Text ::
• • • • •

Pope Benedict XVI- Homilies

"Africa Is the Repository of an Inestimable Treasure for the Whole World"
Homily at the Inauguration of the Synod of African Bishops
H.H. Benedict XVI
Vatican City
October 4, 2009



My Venerable Brothers in the Episcopate and the Priesthood,
Illustrious Ladies and Gentlemen,
Dear brothers and sisters!

Pax vobis - peace to all of you! With this liturgical greeting I address all of you who are gathered together in the Vatican Basilica, where 15 years ago, on 10 April, 1994, the Servant of God John Paul II opened the first Special Assembly for Africa of the Synod of Bishops. The fact that today we find ourselves here to inaugurate the second, signifies that the first was indeed a historical event, but not an isolated one. It was the point of arrival on a path, that was pursued later on, and that now reaches a new significant stage of verification and impulse. We praise the Lord for this! I address a most cordial welcome to Members of the Synod Assembly, who concelebrate this Holy Eucharist with me, to the experts and auditors, particularly to those who come from the African land. With special gratitude I greet the Secretary General of the Synod and his collaborators. I am very pleased to have among us His Holiness Abuna Paulos, Patriarch of the Tewahedo Orthodox Church of Ethiopia, whom I cordially thank, and to the fraternal Delegates of the other Churches and other ecclesial Communities. I am also pleased to welcome the Civil Authorities and the Ambassadors who wished to participate in this occasion; with affection I greet the priests, the religious women and men, the representatives of the organisms, movements and associations, and the Congolese choir, who, together with the Sistine Chapel, enliven our Eucharistic Celebration.

• • • • •

Requirement A :: Tally the lines in the rows below that contain the string "wooden". Give only the number.
The homily and the rows below are unrelated.

Record excerpts ::

• • • • •

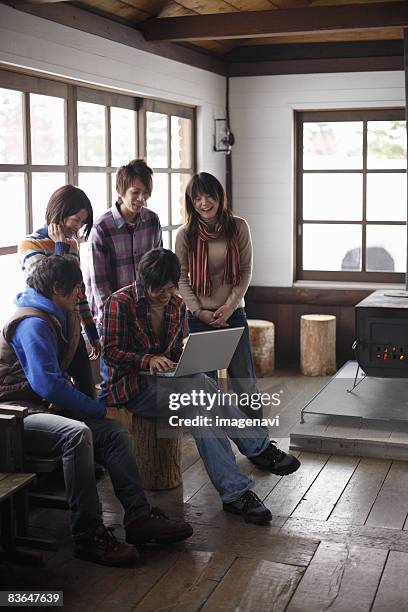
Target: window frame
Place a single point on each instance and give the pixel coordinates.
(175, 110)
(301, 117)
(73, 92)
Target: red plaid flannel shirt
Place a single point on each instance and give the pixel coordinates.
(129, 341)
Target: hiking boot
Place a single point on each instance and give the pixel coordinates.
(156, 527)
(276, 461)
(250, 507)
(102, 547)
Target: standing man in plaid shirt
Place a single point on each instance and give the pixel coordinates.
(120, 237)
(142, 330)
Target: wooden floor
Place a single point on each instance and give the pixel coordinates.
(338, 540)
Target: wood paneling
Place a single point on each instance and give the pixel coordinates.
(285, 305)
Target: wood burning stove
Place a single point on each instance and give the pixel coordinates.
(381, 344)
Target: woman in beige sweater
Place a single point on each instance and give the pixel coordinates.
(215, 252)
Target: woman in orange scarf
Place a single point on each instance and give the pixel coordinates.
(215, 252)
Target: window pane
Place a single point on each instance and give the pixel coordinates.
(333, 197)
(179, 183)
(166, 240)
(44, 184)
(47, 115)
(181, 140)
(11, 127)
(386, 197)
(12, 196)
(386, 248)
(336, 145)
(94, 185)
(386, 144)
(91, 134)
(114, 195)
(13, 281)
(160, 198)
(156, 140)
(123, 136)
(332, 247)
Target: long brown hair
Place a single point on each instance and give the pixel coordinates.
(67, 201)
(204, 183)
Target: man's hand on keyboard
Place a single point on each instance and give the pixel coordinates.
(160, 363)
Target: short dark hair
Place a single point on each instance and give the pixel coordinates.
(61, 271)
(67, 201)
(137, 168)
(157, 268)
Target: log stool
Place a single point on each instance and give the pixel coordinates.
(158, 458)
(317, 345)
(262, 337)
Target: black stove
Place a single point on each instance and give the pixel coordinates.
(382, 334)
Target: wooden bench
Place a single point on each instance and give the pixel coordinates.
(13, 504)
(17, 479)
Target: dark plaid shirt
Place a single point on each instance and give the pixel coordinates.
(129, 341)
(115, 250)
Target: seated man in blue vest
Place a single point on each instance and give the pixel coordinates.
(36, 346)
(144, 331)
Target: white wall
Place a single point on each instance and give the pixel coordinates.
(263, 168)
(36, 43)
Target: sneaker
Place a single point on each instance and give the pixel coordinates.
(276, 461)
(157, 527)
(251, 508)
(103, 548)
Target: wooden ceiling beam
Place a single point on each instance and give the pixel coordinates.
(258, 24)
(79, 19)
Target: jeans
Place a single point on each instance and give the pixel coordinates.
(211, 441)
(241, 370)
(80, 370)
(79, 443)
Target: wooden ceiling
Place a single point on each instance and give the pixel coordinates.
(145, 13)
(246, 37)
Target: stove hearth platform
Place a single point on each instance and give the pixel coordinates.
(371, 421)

• • • • •

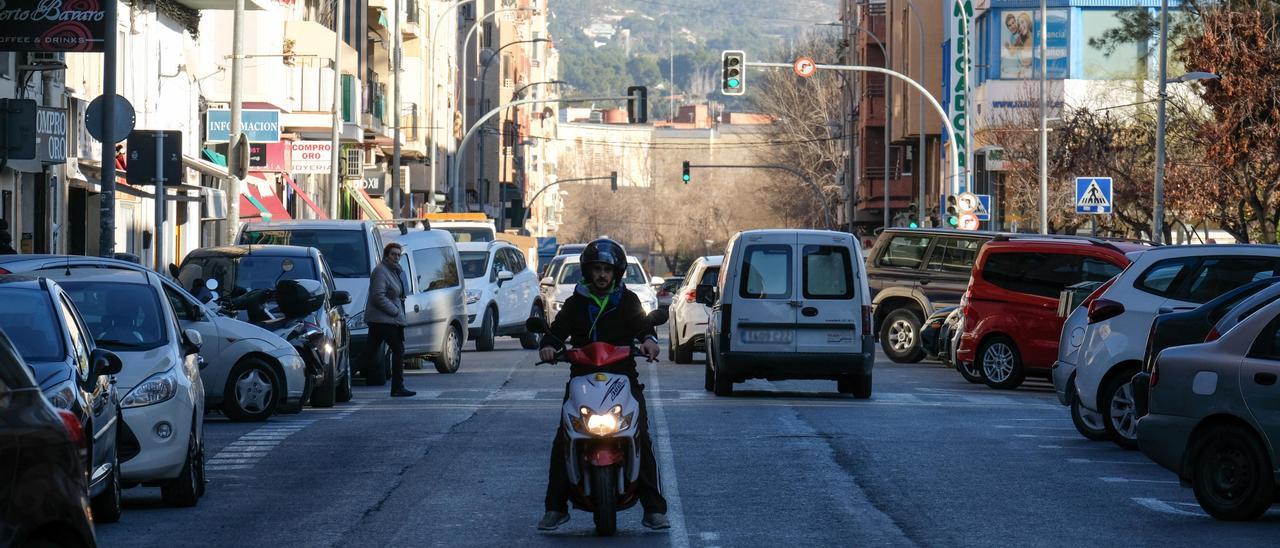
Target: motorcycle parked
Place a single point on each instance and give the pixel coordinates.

• • • • •

Requirement B :: Retype the homily above in full, with nothing changed.

Task response A :: 4

Task response B ::
Pope Benedict XVI- Homilies

"Africa Is the Repository of an Inestimable Treasure for the Whole World"
Homily at the Inauguration of the Synod of African Bishops
H.H. Benedict XVI
Vatican City
October 4, 2009



My Venerable Brothers in the Episcopate and the Priesthood,
Illustrious Ladies and Gentlemen,
Dear brothers and sisters!

Pax vobis - peace to all of you! With this liturgical greeting I address all of you who are gathered together in the Vatican Basilica, where 15 years ago, on 10 April, 1994, the Servant of God John Paul II opened the first Special Assembly for Africa of the Synod of Bishops. The fact that today we find ourselves here to inaugurate the second, signifies that the first was indeed a historical event, but not an isolated one. It was the point of arrival on a path, that was pursued later on, and that now reaches a new significant stage of verification and impulse. We praise the Lord for this! I address a most cordial welcome to Members of the Synod Assembly, who concelebrate this Holy Eucharist with me, to the experts and auditors, particularly to those who come from the African land. With special gratitude I greet the Secretary General of the Synod and his collaborators. I am very pleased to have among us His Holiness Abuna Paulos, Patriarch of the Tewahedo Orthodox Church of Ethiopia, whom I cordially thank, and to the fraternal Delegates of the other Churches and other ecclesial Communities. I am also pleased to welcome the Civil Authorities and the Ambassadors who wished to participate in this occasion; with affection I greet the priests, the religious women and men, the representatives of the organisms, movements and associations, and the Congolese choir, who, together with the Sistine Chapel, enliven our Eucharistic Celebration.